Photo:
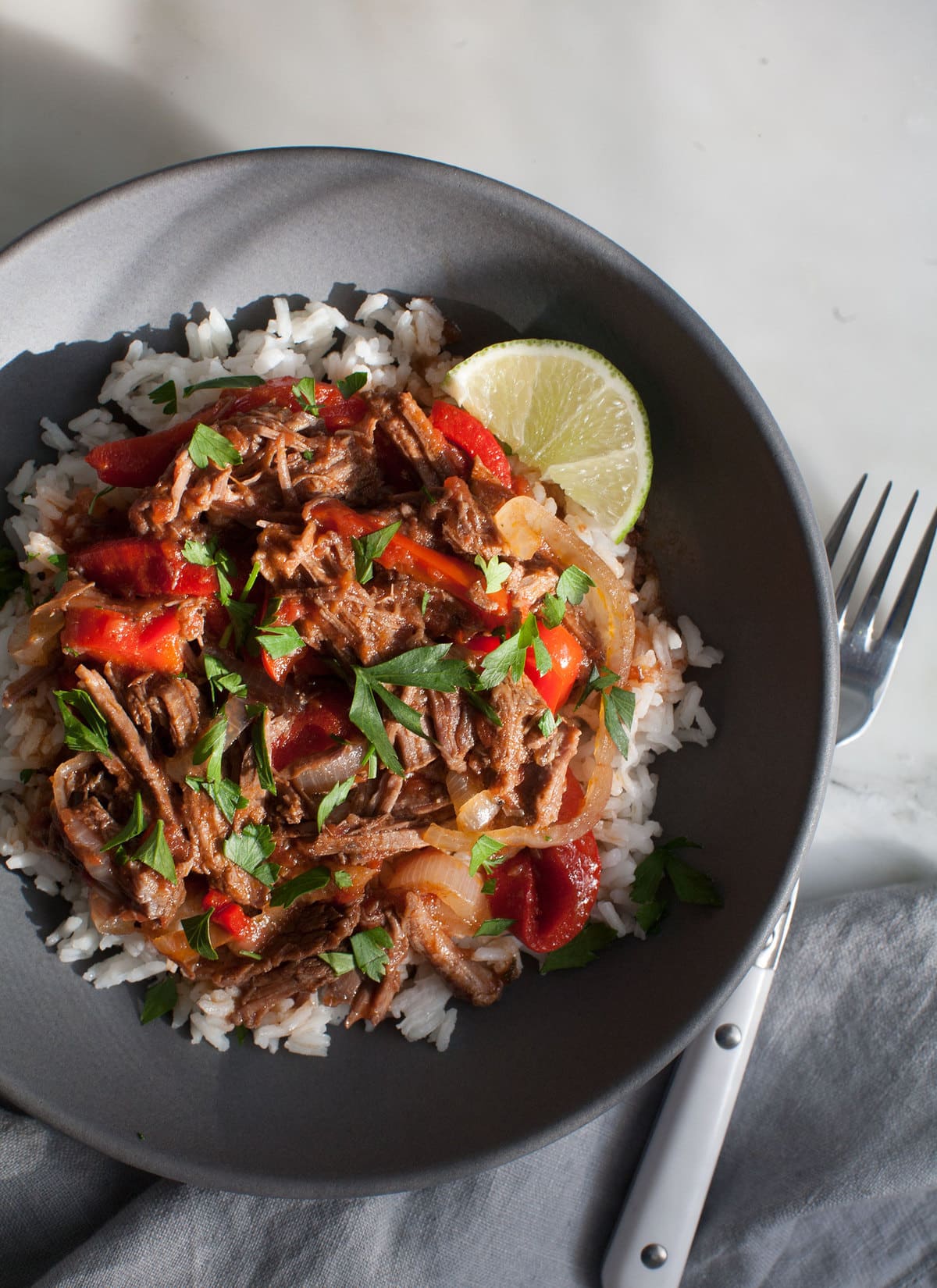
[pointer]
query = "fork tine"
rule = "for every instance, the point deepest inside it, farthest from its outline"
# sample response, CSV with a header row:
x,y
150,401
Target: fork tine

··········

## Your objective
Copy out all of the material above word for word, leaving out the pictures.

## Reply
Photo:
[pointer]
query = "fork tine"
rule = "for every instance, the point deepest inside it, farthest from its outline"
# sample response, CSV with a header row:
x,y
150,401
Target: fork tine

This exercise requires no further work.